Your task:
Could you repeat the records below exactly, leaving out any pictures?

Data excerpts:
--- START ---

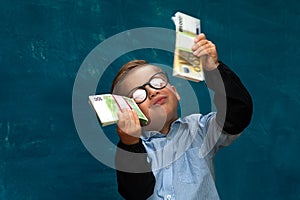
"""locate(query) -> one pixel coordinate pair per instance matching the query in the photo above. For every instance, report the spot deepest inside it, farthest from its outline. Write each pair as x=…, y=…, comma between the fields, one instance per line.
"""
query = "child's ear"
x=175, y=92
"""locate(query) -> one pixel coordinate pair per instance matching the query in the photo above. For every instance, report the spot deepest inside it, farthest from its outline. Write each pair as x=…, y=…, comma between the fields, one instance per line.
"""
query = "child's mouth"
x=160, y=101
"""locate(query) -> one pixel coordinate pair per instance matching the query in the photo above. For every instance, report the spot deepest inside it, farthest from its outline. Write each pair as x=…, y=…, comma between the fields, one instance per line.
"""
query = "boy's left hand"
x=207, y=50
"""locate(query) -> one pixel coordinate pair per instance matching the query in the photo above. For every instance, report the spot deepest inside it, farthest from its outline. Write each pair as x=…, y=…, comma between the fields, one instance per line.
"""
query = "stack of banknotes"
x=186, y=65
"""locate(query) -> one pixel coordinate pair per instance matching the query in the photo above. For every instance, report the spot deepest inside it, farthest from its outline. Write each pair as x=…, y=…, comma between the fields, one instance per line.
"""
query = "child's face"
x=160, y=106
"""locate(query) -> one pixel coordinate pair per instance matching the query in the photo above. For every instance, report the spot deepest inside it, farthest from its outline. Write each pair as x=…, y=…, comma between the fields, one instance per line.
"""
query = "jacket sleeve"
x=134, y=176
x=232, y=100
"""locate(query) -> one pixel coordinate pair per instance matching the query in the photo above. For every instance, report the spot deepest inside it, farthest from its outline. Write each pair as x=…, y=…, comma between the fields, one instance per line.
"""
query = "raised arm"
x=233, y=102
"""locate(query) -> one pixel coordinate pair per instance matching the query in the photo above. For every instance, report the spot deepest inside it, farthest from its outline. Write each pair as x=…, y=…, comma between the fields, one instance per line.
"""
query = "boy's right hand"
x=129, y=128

--- END ---

Task response:
"""locate(query) -> one pixel coordinate pair per instance matching the query in the photo above. For every instance, report the spot deepest inside it, farthest from its outline. Write each pair as x=…, y=…, comma between the fields, one instance per line.
"""
query = "child's ear"
x=175, y=92
"""locate(query) -> one pixel coordinate pair per instance matching the query in the photo above. For every instance, report the spot deepest inside it, farthest from its outline. Write each pair as x=…, y=…, comma between the fields, one instance per line.
"""
query = "child's mouth"
x=160, y=101
"""locate(query) -> one pixel coordinate pair per instance matching the query in the photo above. For every instance, report the spot deepest inside it, farthest from its outline. Write each pair as x=…, y=…, comma between the fields, one instance per line.
"""
query = "boy's left hand"
x=207, y=50
"""locate(query) -> one pixel coordinate pair per instance matching the query in the photo above. For every instance, report the spot deepest inside it, farthest from its outline. Write each pair as x=…, y=…, comma between the fields, one instance per line.
"""
query = "stack of banknotes"
x=186, y=65
"""locate(query) -> one pixel coordinate pair per instance matching the query in the photo above. For every instance, report the spot deepest inside it, farthest from its outline. Write each pair as x=…, y=…, comma between the fields, one instance per line.
"""
query = "child's face"
x=160, y=106
"""locate(query) -> one pixel coordinate pair per instance matching the query in the photo above. For every instance, report the spot deepest inside it, farthest from its outline. Write each pair as x=…, y=…, comma between the fields, one instance per line.
"""
query = "jacket sleeve"
x=134, y=176
x=232, y=100
"""locate(query) -> one pixel coordinate pair per instance matching the query in the photo above. For every instance, report the spot deepest inside it, farthest from its outline. Write each pair as x=…, y=…, comma between the fields, one instance per line.
"""
query = "raised arm"
x=233, y=102
"""locate(query) -> one pixel coordinate pair per instance matching the query in the photo above. For every instance, report the spot deepest inside it, farthest from its outline. Write each pair as x=…, y=…, comma between the fields, one instance per line.
"""
query = "boy's right hand"
x=129, y=128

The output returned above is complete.